Back to the docs page

Previous      Next

waffles_generate

A command-line tool to help generate various types of data. (Most of the datasets it generates are for testing manifold learning algorithms. I add them as I need them.) Here's the usage information:

Full Usage Information
[Square brackets] are used to indicate required arguments.
<Angled brackets> are used to indicate optional arguments.

waffles_generate [command]
   Generate certain useful datasets
   crane <options>
      Generate a dataset where each row represents a ray-traced image of a
      crane with a ball.
      <options>
         -saveimage [filename]
            Save an image showing all the frames.
         -ballradius [size]
            Specify the size of the ball. The default is 0.3.
         -frames [horiz] [vert]
            Specify the number of frames to render.
         -size [wid] [hgt]
            Specify the size of each frame.
         -blur [radius]
            Blurs the images. A good starting value might be 5.0.
         -gray
            Use a single grayscale value for every pixel instead of three (red,
            green, blue) channel values.
   cube [n]
      returns data evenly distributed on the surface of a unit cube. Each side
      is sampled with [n]x[n] points. The total number of points in the dataset
      will be 6*[n]*[n]-12*[n]+8.
   entwinedspirals [points] <options>
      Generates points that lie on an entwined spirals manifold.

• Material shown
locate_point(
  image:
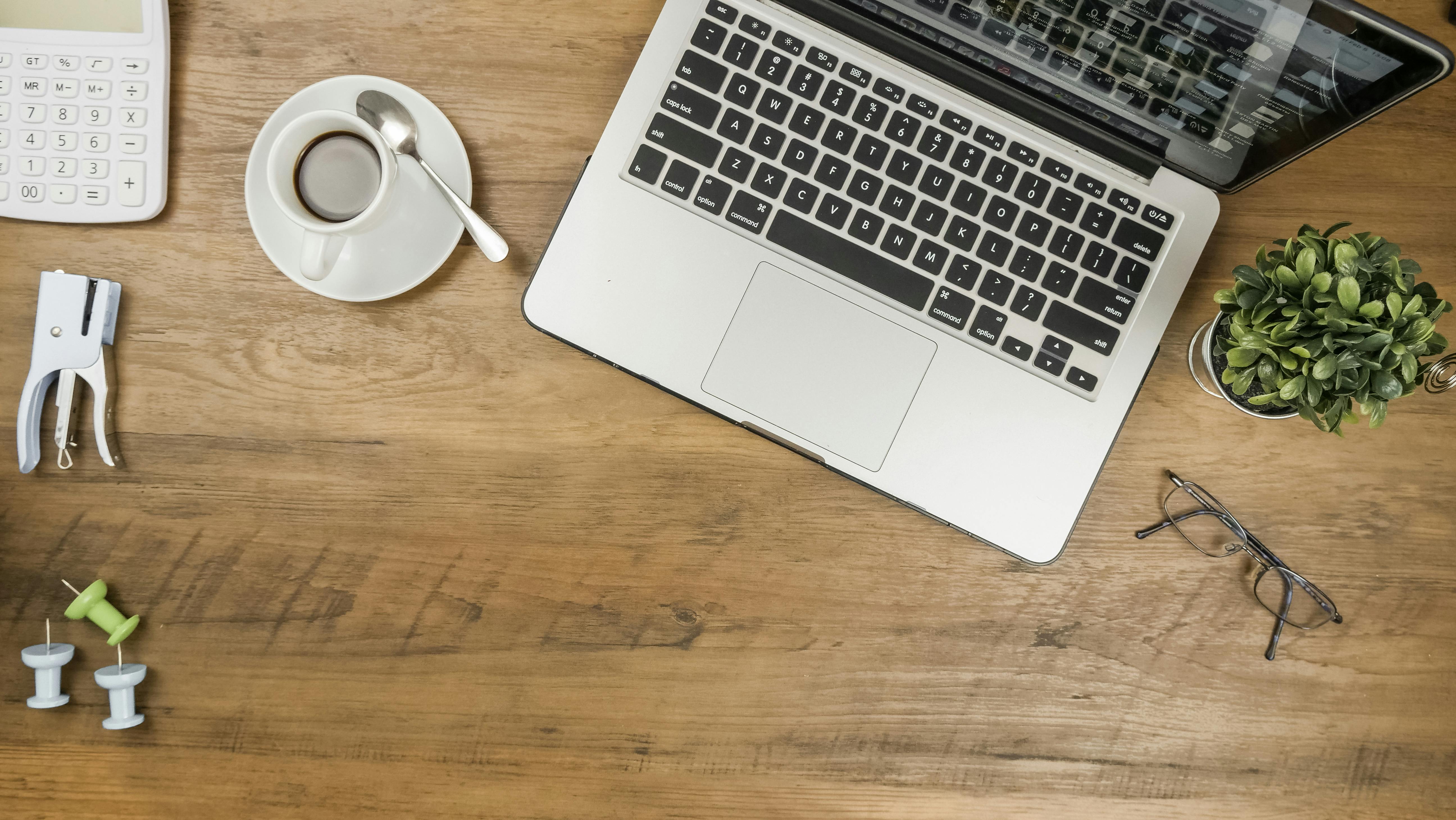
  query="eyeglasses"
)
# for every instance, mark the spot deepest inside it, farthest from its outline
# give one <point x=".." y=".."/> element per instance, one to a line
<point x="1209" y="526"/>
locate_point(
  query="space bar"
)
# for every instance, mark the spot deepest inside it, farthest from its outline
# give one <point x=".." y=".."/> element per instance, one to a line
<point x="849" y="260"/>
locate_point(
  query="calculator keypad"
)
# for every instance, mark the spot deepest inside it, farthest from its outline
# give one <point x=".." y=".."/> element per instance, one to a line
<point x="62" y="116"/>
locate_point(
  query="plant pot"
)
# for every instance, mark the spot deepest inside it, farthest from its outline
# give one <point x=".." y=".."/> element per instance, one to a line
<point x="1206" y="363"/>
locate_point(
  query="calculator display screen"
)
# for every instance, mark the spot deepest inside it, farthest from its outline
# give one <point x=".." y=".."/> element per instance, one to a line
<point x="111" y="17"/>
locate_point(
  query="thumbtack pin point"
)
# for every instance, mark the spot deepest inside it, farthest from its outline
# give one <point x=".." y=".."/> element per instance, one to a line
<point x="94" y="605"/>
<point x="121" y="687"/>
<point x="47" y="663"/>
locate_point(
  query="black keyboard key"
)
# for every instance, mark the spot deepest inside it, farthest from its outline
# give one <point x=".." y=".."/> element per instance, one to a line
<point x="1065" y="206"/>
<point x="691" y="106"/>
<point x="682" y="139"/>
<point x="899" y="242"/>
<point x="897" y="203"/>
<point x="713" y="194"/>
<point x="1002" y="213"/>
<point x="871" y="152"/>
<point x="749" y="212"/>
<point x="953" y="308"/>
<point x="999" y="174"/>
<point x="723" y="11"/>
<point x="1059" y="280"/>
<point x="1082" y="379"/>
<point x="1066" y="244"/>
<point x="710" y="37"/>
<point x="963" y="273"/>
<point x="823" y="60"/>
<point x="806" y="122"/>
<point x="806" y="82"/>
<point x="1139" y="240"/>
<point x="1125" y="202"/>
<point x="742" y="52"/>
<point x="736" y="165"/>
<point x="742" y="91"/>
<point x="929" y="219"/>
<point x="855" y="75"/>
<point x="1132" y="274"/>
<point x="1098" y="258"/>
<point x="774" y="66"/>
<point x="957" y="123"/>
<point x="788" y="43"/>
<point x="903" y="129"/>
<point x="1056" y="347"/>
<point x="967" y="159"/>
<point x="681" y="180"/>
<point x="768" y="181"/>
<point x="800" y="156"/>
<point x="766" y="142"/>
<point x="1050" y="363"/>
<point x="989" y="324"/>
<point x="903" y="167"/>
<point x="994" y="248"/>
<point x="1081" y="328"/>
<point x="1033" y="229"/>
<point x="889" y="91"/>
<point x="800" y="196"/>
<point x="774" y="107"/>
<point x="969" y="197"/>
<point x="1027" y="264"/>
<point x="963" y="234"/>
<point x="1029" y="304"/>
<point x="832" y="172"/>
<point x="1053" y="168"/>
<point x="1107" y="302"/>
<point x="833" y="212"/>
<point x="1090" y="187"/>
<point x="1097" y="220"/>
<point x="1017" y="347"/>
<point x="937" y="183"/>
<point x="838" y="98"/>
<point x="865" y="187"/>
<point x="870" y="113"/>
<point x="755" y="27"/>
<point x="851" y="261"/>
<point x="736" y="126"/>
<point x="1023" y="155"/>
<point x="988" y="138"/>
<point x="1033" y="190"/>
<point x="839" y="138"/>
<point x="1158" y="218"/>
<point x="647" y="164"/>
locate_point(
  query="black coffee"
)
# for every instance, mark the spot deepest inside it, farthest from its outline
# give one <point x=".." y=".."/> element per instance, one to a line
<point x="337" y="175"/>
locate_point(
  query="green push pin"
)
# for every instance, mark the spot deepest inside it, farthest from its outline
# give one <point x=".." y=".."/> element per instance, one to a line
<point x="94" y="605"/>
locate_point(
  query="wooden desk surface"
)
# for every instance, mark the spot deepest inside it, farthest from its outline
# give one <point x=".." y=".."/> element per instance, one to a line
<point x="416" y="559"/>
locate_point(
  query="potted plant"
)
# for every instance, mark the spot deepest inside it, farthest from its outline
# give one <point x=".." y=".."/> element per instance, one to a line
<point x="1321" y="328"/>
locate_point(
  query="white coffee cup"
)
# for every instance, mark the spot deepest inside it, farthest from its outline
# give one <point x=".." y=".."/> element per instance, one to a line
<point x="324" y="241"/>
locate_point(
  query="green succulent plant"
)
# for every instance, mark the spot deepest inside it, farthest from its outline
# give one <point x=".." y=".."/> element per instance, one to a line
<point x="1328" y="325"/>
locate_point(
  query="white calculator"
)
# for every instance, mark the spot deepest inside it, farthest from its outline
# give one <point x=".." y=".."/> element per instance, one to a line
<point x="84" y="110"/>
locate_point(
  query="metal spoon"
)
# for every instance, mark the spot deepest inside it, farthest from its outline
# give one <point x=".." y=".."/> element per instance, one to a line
<point x="398" y="127"/>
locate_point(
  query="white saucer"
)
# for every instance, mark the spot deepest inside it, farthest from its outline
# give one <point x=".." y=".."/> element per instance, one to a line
<point x="411" y="244"/>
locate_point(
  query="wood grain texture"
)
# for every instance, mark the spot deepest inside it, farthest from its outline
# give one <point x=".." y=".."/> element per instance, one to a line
<point x="418" y="560"/>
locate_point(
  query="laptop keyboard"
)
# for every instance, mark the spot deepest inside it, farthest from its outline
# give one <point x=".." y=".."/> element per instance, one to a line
<point x="980" y="232"/>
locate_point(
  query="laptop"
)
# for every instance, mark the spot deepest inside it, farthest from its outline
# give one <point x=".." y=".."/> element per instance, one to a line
<point x="932" y="245"/>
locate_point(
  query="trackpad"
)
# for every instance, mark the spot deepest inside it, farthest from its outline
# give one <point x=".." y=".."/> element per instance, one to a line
<point x="819" y="366"/>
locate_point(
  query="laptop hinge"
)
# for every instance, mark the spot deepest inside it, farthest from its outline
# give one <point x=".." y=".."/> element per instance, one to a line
<point x="979" y="84"/>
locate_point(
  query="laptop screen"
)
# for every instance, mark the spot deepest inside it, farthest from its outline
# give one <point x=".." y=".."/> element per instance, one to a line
<point x="1224" y="89"/>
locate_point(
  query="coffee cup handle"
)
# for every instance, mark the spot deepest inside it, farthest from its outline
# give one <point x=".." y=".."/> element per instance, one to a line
<point x="321" y="251"/>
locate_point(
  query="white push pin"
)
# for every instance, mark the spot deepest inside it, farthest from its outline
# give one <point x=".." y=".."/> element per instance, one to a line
<point x="47" y="662"/>
<point x="121" y="684"/>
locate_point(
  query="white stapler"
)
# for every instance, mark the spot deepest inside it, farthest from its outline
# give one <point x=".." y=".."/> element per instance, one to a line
<point x="75" y="331"/>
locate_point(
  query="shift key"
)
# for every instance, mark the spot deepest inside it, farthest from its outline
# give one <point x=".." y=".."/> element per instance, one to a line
<point x="681" y="139"/>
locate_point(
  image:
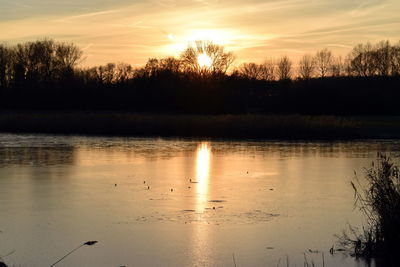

• Given instruction 1
From the waffles_generate documentation, repeat everything from "Previous      Next" down to "indicate required arguments.".
• Given instruction 2
According to the waffles_generate documentation, what is the default ball size for the crane command?
• Given instruction 3
Carry the waffles_generate documentation forward from the point where it stops.

• Task response 1
Previous      Next

waffles_generate

A command-line tool to help generate various types of data. (Most of the datasets it generates are for testing manifold learning algorithms. I add them as I need them.) Here's the usage information:

Full Usage Information
[Square brackets] are used to indicate required arguments.

• Task response 2
0.3

• Task response 3
      [points]
         The number of points with which to sample the manifold.
      <options>
         -seed [value]
            Specify a seed for the random number generator.
         -reduced
            Generate intrinsic values instead of extrinsic values. (This might
            be useful to empirically measure the accuracy of a manifold
            learner.)
   fishbowl [n] <option>
      Generate samples on the surface of a fish-bowl manifold.
      [n]
         The number of samples to draw.
      <options>
         -seed [value]
            Specify a seed for the random number generator.
         -opening [size]
            the size of the opening. (0.0 = no opening. 0.25 = default. 1.0 =
            half of the sphere.)
   gridrandomwalk [arff-file] [width] [samples] <options>
      Generate a sequence of action-observation pairs by randomly walking
      around on a grid of observation vectors. Assumes there are four possible
      actions consisting of up, down, left, right.
      [arff-file]
         The filename of an arff file containing observation vectors arranged
         in a grid.
      [width]
         The width of the grid.
      [samples]
         The number of samples to take. In other words, the length of the
         random walk.
      <options>
         -seed [value]
            Specify a seed for the random number generator.
         -start [x] [y]
            Specifies the starting state. The default is to start in the center
            of the grid.
         -obsfile [filename]
            Specify the filename for the observation sequence data. The default
            is observations.arff.
         -actionfile [filename]
            Specify the filename for the actions data. The default is
            actions.arff.
   imagetranslatedovernoise [png-file] <options>
      Sample a manifold by translating an image over a background of noise.
      [png-file]
         The filename of a png image.
      <options>
         -seed [value]
            Specify a seed for the random number generator.
         -reduced
            Generate intrinsic values instead of extrinsic values. (This might
            be useful to empirically measure the accuracy of a manifold
            learner.)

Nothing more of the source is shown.